-- START OF GIVEN DATA --
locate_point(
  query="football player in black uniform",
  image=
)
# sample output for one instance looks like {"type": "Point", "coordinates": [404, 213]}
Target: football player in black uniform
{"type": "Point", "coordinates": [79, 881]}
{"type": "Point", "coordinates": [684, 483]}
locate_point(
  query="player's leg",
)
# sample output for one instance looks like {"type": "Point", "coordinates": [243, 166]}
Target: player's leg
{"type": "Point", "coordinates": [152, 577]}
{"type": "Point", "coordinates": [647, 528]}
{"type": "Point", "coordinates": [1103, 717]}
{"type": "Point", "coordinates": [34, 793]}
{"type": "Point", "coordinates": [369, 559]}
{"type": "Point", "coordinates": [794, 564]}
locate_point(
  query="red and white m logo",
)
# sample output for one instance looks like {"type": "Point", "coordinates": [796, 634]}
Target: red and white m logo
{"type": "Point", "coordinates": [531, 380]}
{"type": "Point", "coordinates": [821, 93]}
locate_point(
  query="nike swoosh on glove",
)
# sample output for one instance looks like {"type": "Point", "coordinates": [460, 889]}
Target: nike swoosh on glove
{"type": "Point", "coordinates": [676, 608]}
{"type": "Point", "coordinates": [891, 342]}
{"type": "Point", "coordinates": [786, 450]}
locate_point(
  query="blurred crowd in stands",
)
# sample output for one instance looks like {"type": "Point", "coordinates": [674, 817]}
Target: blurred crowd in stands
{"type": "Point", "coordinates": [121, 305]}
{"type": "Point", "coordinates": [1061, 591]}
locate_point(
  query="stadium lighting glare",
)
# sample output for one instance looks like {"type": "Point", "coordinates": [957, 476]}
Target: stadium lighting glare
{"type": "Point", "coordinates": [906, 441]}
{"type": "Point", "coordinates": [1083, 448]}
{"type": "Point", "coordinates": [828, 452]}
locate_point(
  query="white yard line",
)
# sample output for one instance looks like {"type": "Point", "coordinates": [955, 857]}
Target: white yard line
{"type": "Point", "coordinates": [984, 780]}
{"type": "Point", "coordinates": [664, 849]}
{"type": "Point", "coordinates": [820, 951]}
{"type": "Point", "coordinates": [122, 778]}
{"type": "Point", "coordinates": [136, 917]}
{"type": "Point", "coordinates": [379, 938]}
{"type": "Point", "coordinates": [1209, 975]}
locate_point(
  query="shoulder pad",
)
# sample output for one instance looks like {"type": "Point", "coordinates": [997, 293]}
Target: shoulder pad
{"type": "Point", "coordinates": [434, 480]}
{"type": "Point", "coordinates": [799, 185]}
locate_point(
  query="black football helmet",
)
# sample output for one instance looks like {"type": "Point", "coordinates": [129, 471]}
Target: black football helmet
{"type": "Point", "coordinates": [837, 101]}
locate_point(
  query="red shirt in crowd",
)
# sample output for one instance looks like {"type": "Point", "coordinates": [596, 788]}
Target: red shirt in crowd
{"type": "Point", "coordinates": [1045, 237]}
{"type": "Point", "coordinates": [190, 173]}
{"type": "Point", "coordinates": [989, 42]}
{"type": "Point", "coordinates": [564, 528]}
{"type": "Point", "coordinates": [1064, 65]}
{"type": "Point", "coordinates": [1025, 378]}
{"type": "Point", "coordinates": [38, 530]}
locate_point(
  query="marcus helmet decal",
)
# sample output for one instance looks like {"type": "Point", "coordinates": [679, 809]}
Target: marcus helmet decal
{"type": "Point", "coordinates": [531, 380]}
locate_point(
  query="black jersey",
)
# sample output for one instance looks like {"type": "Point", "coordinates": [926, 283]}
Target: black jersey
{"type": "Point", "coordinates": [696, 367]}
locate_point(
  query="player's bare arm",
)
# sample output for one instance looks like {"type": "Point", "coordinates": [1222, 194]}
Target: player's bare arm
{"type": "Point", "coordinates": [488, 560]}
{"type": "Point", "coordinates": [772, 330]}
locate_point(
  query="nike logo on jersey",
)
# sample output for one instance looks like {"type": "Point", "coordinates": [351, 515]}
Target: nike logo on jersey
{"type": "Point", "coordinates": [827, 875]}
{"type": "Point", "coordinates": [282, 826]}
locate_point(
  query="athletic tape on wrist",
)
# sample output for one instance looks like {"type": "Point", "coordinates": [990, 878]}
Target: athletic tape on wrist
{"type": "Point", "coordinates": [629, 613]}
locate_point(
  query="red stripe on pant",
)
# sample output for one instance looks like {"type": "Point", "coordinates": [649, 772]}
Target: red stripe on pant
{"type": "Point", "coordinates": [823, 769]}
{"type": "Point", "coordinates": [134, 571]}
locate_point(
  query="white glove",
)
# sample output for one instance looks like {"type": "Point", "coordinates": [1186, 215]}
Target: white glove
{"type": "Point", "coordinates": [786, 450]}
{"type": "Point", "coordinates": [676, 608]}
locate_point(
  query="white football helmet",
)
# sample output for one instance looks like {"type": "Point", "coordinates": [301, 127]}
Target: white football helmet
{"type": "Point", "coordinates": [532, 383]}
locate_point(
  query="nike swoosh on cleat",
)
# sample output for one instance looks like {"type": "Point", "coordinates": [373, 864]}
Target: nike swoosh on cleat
-- END OF GIVEN DATA --
**WORK TO DO**.
Retype all of the material, keeping each line exact.

**REPLY TO THE EXERCISE**.
locate_point(
  query="football player in black uniform",
  image=
)
# sample output for one instance looks like {"type": "Point", "coordinates": [404, 213]}
Target: football player in black uniform
{"type": "Point", "coordinates": [79, 881]}
{"type": "Point", "coordinates": [684, 483]}
locate_point(
  query="player's leg",
)
# sample output for one instance looks like {"type": "Point", "coordinates": [243, 166]}
Target: player's leg
{"type": "Point", "coordinates": [152, 577]}
{"type": "Point", "coordinates": [647, 528]}
{"type": "Point", "coordinates": [1103, 717]}
{"type": "Point", "coordinates": [34, 793]}
{"type": "Point", "coordinates": [369, 559]}
{"type": "Point", "coordinates": [794, 564]}
locate_point(
  query="red and white m logo",
)
# sample output for one instance looks like {"type": "Point", "coordinates": [796, 634]}
Target: red and white m logo
{"type": "Point", "coordinates": [531, 380]}
{"type": "Point", "coordinates": [821, 93]}
locate_point(
  query="nike swoosh on glove",
)
# sample output for one instance looks like {"type": "Point", "coordinates": [460, 889]}
Target: nike swoosh on glove
{"type": "Point", "coordinates": [676, 608]}
{"type": "Point", "coordinates": [891, 342]}
{"type": "Point", "coordinates": [786, 450]}
locate_point(
  query="blurred crowd in stands",
)
# sample output for one instance looks like {"type": "Point", "coordinates": [674, 817]}
Target: blurred crowd in stands
{"type": "Point", "coordinates": [121, 305]}
{"type": "Point", "coordinates": [1061, 591]}
locate_point(
  query="stadium lighting glare",
)
# sample output for one instance looks like {"type": "Point", "coordinates": [957, 476]}
Target: stadium lighting glare
{"type": "Point", "coordinates": [906, 441]}
{"type": "Point", "coordinates": [1083, 448]}
{"type": "Point", "coordinates": [828, 452]}
locate_point(
  query="white yard line",
)
# sample output for one instance looks like {"type": "Point", "coordinates": [955, 857]}
Target: white yard line
{"type": "Point", "coordinates": [984, 780]}
{"type": "Point", "coordinates": [664, 849]}
{"type": "Point", "coordinates": [820, 951]}
{"type": "Point", "coordinates": [122, 778]}
{"type": "Point", "coordinates": [136, 917]}
{"type": "Point", "coordinates": [379, 938]}
{"type": "Point", "coordinates": [1209, 975]}
locate_point(
  query="shoulder pad",
)
# sample output for one instance looks like {"type": "Point", "coordinates": [997, 293]}
Target: shoulder pad
{"type": "Point", "coordinates": [434, 480]}
{"type": "Point", "coordinates": [799, 185]}
locate_point(
  query="black football helmet",
)
# sample output for one instance looks like {"type": "Point", "coordinates": [129, 471]}
Target: black football helmet
{"type": "Point", "coordinates": [837, 101]}
locate_point(
  query="red shirt in crowd",
)
# sample output for one instance looks like {"type": "Point", "coordinates": [596, 788]}
Target: red shirt in crowd
{"type": "Point", "coordinates": [1045, 237]}
{"type": "Point", "coordinates": [190, 173]}
{"type": "Point", "coordinates": [989, 42]}
{"type": "Point", "coordinates": [564, 528]}
{"type": "Point", "coordinates": [1064, 65]}
{"type": "Point", "coordinates": [1025, 378]}
{"type": "Point", "coordinates": [38, 530]}
locate_point(
  query="marcus helmet decal",
)
# sample output for one instance looks like {"type": "Point", "coordinates": [679, 809]}
Target: marcus helmet decal
{"type": "Point", "coordinates": [531, 380]}
locate_point(
  query="black jersey",
)
# sample output for one instance looks like {"type": "Point", "coordinates": [926, 283]}
Target: black jersey
{"type": "Point", "coordinates": [696, 367]}
locate_point(
  query="player's bare arm",
)
# sample output for one instance looks like {"type": "Point", "coordinates": [1222, 194]}
Target: player's bare arm
{"type": "Point", "coordinates": [488, 560]}
{"type": "Point", "coordinates": [772, 330]}
locate_point(
  query="nike logo on jersey",
)
# sample output for one instance looks like {"type": "Point", "coordinates": [351, 515]}
Target: nike logo on jersey
{"type": "Point", "coordinates": [827, 875]}
{"type": "Point", "coordinates": [282, 826]}
locate_point(
  query="athletic tape on wrist",
)
# sample output for one instance looks like {"type": "Point", "coordinates": [990, 878]}
Target: athletic tape on wrist
{"type": "Point", "coordinates": [629, 613]}
locate_point(
  query="red stripe on pant",
)
# sample output for one instance looks like {"type": "Point", "coordinates": [649, 772]}
Target: red stripe on pant
{"type": "Point", "coordinates": [823, 769]}
{"type": "Point", "coordinates": [134, 571]}
locate_point(
  query="white glove",
)
# sample output for one instance looks like {"type": "Point", "coordinates": [1186, 215]}
Target: white glove
{"type": "Point", "coordinates": [786, 450]}
{"type": "Point", "coordinates": [676, 608]}
locate_point(
  query="white football helmet",
)
# sample output for one instance looks like {"type": "Point", "coordinates": [301, 127]}
Target: white football helmet
{"type": "Point", "coordinates": [532, 383]}
locate_point(
  query="nike swoosh on cleat",
)
# sample output for one instance looks like {"type": "Point", "coordinates": [373, 864]}
Target: nike swoosh on cleat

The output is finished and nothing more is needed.